▶ [Set task]
Please reproduce the lines below, starting with the first one and going on through the line that contains "left=552, top=498, right=979, bottom=717", including both of those lines and the requests. Multiply every answer coordinate by 2.2 and round it to a whole number, rounding halves up. Leave the numbers in the requests and their format samples unchanged.

▶ [Input data]
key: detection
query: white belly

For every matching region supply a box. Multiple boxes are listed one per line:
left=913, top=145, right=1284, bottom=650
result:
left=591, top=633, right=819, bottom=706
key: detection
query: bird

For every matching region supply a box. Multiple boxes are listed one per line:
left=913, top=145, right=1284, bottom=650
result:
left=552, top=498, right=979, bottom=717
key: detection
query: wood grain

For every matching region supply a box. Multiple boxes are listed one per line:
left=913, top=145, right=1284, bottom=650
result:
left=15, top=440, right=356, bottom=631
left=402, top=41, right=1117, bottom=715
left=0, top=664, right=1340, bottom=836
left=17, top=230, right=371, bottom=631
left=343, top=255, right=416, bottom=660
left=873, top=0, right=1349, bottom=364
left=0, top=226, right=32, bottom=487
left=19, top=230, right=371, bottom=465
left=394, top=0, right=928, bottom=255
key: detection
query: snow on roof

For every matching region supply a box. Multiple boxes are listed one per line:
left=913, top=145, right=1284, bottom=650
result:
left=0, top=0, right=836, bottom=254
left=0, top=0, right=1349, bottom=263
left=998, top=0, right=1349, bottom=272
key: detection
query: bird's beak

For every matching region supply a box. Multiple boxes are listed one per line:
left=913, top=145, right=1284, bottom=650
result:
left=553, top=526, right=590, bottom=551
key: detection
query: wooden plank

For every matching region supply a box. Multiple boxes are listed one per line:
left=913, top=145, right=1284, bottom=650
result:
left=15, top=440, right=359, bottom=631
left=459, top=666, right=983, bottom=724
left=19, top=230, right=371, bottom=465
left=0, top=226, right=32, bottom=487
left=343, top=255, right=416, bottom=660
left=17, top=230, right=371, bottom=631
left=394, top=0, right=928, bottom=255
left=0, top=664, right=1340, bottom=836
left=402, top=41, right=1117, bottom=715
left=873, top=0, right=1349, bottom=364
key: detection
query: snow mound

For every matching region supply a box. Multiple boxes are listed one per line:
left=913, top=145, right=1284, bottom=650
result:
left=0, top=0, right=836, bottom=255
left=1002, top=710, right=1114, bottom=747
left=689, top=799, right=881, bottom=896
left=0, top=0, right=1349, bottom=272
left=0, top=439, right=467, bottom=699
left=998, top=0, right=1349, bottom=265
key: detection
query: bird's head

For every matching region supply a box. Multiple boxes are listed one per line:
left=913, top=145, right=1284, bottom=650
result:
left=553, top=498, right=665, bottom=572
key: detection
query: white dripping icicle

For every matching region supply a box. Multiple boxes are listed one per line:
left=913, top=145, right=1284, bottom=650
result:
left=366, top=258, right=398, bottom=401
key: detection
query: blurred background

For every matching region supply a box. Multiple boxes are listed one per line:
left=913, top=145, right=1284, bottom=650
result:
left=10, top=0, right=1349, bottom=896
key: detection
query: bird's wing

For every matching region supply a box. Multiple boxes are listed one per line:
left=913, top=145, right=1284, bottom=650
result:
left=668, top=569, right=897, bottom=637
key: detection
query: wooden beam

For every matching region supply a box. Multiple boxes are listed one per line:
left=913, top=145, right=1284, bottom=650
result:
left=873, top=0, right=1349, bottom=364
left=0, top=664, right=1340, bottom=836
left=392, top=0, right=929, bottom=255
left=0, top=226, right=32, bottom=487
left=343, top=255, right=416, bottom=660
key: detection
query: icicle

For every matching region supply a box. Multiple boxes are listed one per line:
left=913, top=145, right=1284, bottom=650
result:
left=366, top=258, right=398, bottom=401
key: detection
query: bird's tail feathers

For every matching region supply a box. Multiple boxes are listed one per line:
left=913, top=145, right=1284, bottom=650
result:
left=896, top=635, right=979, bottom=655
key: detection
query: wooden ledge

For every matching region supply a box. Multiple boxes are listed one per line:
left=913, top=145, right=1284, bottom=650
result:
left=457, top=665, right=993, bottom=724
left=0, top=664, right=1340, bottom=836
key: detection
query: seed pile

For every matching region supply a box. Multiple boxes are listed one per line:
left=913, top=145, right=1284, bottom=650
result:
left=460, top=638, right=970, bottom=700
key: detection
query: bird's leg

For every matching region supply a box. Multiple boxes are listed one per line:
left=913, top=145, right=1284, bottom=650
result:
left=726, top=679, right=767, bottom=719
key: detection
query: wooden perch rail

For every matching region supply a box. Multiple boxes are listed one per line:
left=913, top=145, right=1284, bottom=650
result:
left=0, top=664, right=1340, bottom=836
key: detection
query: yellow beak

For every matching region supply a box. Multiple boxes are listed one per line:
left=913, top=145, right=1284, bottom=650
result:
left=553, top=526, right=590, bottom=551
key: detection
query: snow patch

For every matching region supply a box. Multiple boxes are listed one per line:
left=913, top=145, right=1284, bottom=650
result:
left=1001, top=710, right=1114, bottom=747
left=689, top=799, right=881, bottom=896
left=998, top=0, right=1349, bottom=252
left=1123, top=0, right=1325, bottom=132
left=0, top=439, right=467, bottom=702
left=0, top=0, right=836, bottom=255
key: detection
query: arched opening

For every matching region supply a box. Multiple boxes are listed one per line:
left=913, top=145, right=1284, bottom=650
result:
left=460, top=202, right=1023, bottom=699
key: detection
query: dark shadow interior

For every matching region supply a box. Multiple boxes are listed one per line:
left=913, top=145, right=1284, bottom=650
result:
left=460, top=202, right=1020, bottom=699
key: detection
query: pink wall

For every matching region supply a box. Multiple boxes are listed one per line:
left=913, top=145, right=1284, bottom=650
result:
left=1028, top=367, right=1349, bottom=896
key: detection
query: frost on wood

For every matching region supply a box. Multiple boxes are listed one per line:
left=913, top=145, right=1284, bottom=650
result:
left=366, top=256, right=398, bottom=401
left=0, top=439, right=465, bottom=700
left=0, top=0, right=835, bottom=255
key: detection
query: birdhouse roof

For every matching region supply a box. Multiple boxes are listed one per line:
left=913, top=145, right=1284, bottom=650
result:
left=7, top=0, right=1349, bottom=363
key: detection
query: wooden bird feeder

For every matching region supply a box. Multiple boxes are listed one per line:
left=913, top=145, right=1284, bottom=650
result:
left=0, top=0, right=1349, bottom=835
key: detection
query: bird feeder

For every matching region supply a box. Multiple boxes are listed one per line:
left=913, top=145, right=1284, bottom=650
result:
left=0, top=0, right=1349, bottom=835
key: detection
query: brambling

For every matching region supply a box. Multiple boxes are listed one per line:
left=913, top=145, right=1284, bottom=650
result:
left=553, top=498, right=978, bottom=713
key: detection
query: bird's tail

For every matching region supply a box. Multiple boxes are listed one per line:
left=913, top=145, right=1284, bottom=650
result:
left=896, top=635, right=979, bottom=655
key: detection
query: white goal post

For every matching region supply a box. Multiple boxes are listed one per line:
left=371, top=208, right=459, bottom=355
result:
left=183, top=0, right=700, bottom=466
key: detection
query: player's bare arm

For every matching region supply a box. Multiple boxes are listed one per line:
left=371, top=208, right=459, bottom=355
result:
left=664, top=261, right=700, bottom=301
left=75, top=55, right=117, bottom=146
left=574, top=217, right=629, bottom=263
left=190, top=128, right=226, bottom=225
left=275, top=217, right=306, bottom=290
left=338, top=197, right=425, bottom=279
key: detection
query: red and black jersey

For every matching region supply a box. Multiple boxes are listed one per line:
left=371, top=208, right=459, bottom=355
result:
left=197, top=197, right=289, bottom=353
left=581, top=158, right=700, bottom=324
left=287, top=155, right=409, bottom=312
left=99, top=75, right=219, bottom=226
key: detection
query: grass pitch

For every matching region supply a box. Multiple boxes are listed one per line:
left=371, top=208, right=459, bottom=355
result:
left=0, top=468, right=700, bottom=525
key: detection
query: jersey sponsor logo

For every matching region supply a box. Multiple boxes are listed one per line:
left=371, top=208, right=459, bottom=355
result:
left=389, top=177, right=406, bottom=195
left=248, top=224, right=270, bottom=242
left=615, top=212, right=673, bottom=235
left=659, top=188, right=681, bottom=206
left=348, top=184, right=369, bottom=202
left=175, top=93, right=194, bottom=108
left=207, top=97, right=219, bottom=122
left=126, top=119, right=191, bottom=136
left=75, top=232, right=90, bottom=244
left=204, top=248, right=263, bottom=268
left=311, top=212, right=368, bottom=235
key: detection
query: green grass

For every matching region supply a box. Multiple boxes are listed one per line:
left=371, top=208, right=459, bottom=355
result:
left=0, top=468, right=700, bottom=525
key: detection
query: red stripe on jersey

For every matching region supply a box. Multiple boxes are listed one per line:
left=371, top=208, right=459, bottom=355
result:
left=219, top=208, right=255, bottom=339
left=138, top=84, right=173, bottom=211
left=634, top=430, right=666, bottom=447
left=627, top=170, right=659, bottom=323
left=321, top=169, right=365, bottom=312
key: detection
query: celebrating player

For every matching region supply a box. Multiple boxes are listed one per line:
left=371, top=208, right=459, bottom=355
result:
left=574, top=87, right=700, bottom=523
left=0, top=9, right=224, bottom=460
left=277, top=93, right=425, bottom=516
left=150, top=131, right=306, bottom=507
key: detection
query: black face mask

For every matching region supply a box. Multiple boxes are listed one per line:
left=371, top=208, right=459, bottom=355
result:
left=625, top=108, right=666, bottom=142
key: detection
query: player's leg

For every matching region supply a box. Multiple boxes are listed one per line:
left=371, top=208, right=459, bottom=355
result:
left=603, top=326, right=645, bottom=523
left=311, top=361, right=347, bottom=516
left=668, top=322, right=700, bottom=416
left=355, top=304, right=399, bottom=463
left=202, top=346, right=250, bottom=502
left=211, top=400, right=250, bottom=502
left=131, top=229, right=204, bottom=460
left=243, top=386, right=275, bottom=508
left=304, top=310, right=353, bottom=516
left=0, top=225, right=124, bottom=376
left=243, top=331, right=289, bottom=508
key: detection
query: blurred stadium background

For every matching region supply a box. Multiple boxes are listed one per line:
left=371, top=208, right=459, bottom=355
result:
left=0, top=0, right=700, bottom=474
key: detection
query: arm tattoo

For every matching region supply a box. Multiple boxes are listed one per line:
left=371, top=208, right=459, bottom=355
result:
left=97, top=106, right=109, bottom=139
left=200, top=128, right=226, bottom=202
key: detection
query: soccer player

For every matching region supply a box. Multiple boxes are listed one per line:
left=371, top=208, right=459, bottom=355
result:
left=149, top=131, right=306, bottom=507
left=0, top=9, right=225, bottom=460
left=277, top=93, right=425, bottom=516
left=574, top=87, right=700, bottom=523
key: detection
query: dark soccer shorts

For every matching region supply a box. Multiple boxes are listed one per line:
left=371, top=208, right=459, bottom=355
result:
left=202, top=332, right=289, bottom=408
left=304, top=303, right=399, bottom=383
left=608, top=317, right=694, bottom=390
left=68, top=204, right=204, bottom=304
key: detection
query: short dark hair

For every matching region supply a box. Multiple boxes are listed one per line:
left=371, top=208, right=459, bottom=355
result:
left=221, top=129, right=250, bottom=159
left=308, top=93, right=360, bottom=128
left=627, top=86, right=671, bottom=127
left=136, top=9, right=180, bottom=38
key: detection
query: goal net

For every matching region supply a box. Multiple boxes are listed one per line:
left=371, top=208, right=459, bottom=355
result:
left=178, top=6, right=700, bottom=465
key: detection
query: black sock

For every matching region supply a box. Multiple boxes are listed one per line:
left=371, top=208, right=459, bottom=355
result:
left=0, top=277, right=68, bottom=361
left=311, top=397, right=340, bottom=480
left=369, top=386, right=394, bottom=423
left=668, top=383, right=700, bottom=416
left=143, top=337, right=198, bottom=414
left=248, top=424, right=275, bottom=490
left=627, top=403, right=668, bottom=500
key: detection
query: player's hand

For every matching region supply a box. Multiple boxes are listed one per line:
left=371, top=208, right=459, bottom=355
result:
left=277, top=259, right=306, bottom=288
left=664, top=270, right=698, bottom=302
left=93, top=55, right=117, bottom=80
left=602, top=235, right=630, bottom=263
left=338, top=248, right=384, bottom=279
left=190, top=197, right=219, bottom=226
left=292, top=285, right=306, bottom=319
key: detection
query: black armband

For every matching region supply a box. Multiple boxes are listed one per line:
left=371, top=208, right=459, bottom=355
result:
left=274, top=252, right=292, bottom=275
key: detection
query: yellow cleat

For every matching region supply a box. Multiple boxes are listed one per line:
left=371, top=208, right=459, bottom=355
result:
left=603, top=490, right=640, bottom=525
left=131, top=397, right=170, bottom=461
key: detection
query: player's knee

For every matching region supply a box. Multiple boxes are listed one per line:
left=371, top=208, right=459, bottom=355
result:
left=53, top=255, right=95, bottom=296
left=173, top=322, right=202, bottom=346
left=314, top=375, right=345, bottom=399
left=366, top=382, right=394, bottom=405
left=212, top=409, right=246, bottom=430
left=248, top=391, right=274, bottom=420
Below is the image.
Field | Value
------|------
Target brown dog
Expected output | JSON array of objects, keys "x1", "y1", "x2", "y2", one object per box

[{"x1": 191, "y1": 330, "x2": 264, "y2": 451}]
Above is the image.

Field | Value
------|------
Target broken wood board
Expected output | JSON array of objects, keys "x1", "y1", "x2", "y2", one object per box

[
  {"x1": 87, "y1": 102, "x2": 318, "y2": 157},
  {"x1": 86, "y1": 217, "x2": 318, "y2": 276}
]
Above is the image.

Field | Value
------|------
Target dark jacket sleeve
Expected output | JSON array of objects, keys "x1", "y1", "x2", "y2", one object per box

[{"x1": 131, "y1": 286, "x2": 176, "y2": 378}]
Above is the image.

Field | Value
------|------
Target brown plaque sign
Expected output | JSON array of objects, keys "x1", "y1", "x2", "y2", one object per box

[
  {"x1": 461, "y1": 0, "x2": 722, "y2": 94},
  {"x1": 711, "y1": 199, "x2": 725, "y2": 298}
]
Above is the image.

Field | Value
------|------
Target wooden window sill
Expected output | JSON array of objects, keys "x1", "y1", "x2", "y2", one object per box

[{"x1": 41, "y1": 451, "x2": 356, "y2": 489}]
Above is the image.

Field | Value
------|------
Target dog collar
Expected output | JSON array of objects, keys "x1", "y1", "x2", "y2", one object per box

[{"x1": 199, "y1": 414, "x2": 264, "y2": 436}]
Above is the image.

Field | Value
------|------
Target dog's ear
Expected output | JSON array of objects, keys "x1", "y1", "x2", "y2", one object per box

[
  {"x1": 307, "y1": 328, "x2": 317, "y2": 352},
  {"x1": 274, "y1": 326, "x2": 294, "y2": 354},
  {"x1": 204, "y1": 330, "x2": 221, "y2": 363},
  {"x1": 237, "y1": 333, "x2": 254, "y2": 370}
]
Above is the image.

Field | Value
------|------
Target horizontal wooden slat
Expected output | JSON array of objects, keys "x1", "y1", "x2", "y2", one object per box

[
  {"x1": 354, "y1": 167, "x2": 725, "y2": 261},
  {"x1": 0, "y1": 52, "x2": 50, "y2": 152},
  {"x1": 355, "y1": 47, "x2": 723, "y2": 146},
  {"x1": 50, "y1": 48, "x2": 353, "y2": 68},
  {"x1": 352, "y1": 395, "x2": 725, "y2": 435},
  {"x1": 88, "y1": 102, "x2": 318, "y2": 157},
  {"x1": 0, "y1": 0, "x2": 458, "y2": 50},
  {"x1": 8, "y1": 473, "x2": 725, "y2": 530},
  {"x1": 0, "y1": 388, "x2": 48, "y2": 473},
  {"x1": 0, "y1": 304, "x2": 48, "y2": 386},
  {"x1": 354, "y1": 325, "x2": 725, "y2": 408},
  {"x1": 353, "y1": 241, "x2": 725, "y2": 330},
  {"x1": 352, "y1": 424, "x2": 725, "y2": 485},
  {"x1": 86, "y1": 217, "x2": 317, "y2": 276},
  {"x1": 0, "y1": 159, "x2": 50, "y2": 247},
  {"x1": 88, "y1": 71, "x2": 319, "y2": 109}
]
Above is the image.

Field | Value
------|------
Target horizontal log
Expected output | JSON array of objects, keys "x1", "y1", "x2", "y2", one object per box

▶ [Answer for the task]
key: detection
query: white belly

For every matching region supply a box. Multiple boxes are listed one per line:
left=913, top=145, right=1284, bottom=650
result:
left=1300, top=1393, right=1802, bottom=1553
key: detection
query: bird

For every matching region supply a box. Multiple boxes are listed one per line:
left=913, top=145, right=1284, bottom=650
result:
left=1214, top=1096, right=2154, bottom=1577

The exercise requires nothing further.